DE BOER ZIJN BESTE KNECHT!
Helaas is het dan vaak onvermijdelijk dat je een regenworm doormidden hakt met je schep. Het is een mythe dat je dan twee regenwormen overhoudt. Hoewel moeilijk te zien, heeft een regenworm wel een kop en een staart. Wanneer de regenworm een deel van zijn staart verliest dan sterft dat deel af, maar kan het deel met de kop overleven en groeit er weer een nieuwe staart aan. En dat is maar goed ook, want regenwormen zijn heel belangrijk.
Ze leven ondergronds omdat het daar vochtiger en koeler is. Ze graven gangen en zorgen er daarmee voor dat de bodem een betere structuur krijgt, waardoor plantjes er beter kunnen groeien en water beter gereguleerd wordt, dus niet te nat, maar ook niet te droog.
Maar een regenworm moet ook eten. Er zijn ongeveer 25 verschillende soorten regenwormen in Nederland en die kun je indelen in twee groepen op basis van hun voedselkeuze. Je hebt grijze regenwormen, die eten bodemdeeltjes en schrapen daar het voedsel van af. Ze zijn over het algemeen wat grauwer gekleurd omdat ze een dunne huid hebben en je het grond wat ze hebben ingeslikt kunt zien.

** Oefengegevens **
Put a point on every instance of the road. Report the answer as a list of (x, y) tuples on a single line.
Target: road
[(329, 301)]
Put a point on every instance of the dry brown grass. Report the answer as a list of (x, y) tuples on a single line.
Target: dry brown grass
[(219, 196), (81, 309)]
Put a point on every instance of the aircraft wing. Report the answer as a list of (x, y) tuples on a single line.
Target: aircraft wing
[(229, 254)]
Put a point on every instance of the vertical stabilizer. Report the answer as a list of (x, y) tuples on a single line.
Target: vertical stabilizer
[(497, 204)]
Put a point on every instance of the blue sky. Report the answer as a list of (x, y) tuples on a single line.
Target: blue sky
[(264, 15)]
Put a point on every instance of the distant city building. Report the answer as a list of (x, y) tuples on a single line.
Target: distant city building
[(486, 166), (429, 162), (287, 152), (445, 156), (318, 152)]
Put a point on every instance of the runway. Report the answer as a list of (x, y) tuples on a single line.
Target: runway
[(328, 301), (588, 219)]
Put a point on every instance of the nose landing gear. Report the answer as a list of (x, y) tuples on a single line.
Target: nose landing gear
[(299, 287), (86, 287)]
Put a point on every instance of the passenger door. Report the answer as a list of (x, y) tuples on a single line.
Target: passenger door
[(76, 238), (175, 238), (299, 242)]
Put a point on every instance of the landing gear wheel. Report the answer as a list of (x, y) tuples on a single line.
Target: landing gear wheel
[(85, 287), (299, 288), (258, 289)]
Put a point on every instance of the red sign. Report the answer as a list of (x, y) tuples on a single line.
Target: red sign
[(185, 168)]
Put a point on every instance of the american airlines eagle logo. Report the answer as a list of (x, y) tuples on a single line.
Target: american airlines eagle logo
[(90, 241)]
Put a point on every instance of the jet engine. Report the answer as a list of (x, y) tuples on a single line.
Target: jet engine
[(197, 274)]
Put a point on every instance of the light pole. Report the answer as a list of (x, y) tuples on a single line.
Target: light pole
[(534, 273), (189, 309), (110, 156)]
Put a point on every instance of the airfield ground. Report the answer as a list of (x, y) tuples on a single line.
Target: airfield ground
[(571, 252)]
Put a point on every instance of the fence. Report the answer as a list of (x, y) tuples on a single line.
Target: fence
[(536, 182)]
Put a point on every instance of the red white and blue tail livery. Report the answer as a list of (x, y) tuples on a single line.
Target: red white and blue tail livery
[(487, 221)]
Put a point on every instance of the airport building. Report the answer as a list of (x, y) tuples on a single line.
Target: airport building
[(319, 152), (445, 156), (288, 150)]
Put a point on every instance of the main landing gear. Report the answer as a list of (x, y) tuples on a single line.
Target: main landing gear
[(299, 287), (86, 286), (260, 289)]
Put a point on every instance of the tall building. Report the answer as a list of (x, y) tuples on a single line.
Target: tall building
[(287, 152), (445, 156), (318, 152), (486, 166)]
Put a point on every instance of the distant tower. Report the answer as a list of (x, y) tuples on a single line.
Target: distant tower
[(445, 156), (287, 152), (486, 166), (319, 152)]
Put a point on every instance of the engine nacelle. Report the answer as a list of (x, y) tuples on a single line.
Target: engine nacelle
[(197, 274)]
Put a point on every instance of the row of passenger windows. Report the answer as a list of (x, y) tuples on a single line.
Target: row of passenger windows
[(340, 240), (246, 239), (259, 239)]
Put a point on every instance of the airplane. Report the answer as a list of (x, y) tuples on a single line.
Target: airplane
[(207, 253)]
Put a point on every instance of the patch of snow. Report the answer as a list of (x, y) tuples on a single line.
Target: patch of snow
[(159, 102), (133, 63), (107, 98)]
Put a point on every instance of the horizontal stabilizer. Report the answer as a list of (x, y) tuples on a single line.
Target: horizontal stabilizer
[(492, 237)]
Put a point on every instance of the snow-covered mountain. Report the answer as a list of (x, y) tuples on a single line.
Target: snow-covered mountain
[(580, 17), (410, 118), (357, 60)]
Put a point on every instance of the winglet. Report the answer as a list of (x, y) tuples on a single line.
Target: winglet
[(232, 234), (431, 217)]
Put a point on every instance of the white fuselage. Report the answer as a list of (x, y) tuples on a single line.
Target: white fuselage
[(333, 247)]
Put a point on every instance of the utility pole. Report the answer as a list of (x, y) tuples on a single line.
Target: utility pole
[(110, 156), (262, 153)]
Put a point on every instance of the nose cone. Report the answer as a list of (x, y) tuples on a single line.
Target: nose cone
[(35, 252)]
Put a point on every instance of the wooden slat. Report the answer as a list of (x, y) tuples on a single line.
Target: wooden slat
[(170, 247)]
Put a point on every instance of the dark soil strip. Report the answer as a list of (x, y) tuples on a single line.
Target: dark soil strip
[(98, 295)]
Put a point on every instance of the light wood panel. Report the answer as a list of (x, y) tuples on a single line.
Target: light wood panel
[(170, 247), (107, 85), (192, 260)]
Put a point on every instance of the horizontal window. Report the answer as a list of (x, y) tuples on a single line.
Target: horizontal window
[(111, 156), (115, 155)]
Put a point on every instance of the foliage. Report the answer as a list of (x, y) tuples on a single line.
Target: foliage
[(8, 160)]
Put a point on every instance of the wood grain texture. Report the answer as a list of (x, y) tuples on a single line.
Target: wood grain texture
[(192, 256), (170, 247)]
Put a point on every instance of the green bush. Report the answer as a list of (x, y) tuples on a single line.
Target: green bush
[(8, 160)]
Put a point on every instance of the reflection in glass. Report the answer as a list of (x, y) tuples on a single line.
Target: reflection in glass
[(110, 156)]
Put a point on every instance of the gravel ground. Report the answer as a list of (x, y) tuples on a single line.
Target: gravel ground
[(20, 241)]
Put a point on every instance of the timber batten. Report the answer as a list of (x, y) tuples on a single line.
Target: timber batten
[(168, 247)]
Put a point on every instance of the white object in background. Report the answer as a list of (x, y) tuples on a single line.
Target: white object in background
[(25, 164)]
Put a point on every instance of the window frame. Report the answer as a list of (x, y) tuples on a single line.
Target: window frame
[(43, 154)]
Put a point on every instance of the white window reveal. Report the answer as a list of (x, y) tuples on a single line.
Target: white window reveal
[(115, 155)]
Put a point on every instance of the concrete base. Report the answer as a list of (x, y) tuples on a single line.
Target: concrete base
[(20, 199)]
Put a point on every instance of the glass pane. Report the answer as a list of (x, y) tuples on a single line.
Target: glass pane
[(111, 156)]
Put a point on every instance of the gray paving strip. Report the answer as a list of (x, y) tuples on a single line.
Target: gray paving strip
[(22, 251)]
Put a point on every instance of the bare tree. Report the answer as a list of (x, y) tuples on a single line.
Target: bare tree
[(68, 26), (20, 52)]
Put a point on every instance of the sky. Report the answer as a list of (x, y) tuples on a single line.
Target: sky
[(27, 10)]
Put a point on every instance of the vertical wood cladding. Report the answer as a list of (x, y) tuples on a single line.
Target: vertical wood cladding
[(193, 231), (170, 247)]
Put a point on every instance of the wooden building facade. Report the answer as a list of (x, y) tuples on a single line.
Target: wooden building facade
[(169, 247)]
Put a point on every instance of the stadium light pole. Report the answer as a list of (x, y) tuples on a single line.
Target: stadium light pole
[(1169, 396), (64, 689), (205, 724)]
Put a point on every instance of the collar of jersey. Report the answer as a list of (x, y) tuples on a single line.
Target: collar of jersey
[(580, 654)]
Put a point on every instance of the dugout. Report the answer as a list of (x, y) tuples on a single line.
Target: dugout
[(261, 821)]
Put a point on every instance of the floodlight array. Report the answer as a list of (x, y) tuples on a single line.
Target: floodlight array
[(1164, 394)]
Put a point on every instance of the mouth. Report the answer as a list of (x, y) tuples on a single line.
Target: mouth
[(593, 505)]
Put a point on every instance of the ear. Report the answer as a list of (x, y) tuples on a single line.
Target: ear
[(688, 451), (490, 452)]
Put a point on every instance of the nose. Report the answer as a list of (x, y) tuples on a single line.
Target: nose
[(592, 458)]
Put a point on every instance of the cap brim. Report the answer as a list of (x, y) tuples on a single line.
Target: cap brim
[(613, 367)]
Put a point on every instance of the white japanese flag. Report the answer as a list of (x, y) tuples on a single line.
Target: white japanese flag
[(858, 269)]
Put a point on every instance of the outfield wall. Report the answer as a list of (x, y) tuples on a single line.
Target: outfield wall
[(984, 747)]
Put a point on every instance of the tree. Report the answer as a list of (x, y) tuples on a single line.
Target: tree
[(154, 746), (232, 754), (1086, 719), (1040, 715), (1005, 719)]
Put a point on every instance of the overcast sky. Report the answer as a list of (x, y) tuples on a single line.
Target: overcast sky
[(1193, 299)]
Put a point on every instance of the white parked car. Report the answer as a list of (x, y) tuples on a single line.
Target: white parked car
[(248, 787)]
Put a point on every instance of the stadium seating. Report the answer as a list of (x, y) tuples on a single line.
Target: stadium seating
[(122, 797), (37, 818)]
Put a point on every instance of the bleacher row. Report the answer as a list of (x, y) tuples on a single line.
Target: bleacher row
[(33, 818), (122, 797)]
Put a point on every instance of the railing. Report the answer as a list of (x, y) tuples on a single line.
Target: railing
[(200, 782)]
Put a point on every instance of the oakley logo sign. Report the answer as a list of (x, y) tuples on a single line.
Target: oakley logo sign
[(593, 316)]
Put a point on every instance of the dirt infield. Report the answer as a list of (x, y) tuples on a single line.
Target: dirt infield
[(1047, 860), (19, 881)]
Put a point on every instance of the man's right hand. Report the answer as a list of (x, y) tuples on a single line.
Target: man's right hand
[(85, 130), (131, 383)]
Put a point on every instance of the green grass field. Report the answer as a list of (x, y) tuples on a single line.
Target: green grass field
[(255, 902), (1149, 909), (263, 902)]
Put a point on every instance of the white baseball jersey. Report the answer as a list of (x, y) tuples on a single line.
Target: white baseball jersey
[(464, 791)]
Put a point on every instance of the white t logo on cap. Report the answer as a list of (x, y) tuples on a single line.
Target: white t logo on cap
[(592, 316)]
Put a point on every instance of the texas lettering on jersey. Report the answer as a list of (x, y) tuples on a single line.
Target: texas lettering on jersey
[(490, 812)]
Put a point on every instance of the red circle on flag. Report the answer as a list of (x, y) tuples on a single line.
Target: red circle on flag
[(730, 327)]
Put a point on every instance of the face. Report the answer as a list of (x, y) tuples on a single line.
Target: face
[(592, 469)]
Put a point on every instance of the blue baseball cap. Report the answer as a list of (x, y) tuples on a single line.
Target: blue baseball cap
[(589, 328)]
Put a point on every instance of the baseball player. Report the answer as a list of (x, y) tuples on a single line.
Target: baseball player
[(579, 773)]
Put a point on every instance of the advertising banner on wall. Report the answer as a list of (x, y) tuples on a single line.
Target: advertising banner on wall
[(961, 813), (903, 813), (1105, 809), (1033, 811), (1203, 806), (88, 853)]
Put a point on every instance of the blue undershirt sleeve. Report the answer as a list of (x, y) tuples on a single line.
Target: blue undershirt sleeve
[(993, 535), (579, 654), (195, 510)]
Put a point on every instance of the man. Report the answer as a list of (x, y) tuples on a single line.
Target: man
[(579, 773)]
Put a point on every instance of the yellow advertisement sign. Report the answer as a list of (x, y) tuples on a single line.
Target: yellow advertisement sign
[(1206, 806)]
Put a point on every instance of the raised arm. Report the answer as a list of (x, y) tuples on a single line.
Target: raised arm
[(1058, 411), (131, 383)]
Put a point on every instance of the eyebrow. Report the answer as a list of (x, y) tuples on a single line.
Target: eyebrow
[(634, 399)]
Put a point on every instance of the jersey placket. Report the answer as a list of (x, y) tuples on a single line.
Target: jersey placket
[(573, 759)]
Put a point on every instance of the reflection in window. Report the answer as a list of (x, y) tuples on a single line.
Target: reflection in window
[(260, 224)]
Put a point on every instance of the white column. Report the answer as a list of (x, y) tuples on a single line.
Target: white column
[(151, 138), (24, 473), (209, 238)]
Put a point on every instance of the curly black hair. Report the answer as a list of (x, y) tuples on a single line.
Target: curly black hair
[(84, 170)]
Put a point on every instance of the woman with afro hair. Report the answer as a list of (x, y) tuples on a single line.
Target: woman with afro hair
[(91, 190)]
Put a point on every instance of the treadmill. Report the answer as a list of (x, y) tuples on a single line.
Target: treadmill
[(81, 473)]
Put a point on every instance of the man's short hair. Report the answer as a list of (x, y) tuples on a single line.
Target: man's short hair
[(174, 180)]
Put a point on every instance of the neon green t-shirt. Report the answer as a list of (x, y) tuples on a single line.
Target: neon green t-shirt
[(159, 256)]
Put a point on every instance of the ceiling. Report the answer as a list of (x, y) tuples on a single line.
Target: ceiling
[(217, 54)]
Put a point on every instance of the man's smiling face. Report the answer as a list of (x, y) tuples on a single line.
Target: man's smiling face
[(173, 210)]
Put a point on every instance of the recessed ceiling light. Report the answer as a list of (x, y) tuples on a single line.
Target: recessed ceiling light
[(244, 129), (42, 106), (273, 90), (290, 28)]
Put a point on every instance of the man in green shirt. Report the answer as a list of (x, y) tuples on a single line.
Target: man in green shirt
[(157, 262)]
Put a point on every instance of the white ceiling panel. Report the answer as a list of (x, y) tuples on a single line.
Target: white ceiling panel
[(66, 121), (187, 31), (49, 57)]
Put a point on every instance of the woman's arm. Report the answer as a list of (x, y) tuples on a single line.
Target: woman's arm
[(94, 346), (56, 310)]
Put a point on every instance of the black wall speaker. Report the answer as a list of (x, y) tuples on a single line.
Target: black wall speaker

** Probeer het **
Neem het gedeelte van de tekst over regenwormen woord voor woord over, beginnend bij "Helaas is het" en eindigend bij "zijn heel belangrijk.". De items zijn afkomstig uit een andere bron.

** Verwacht antwoord **
Helaas is het dan vaak onvermijdelijk dat je een regenworm doormidden hakt met je schep. Het is een mythe dat je dan twee regenwormen overhoudt. Hoewel moeilijk te zien, heeft een regenworm wel een kop en een staart. Wanneer de regenworm een deel van zijn staart verliest dan sterft dat deel af, maar kan het deel met de kop overleven en groeit er weer een nieuwe staart aan. En dat is maar goed ook, want regenwormen zijn heel belangrijk.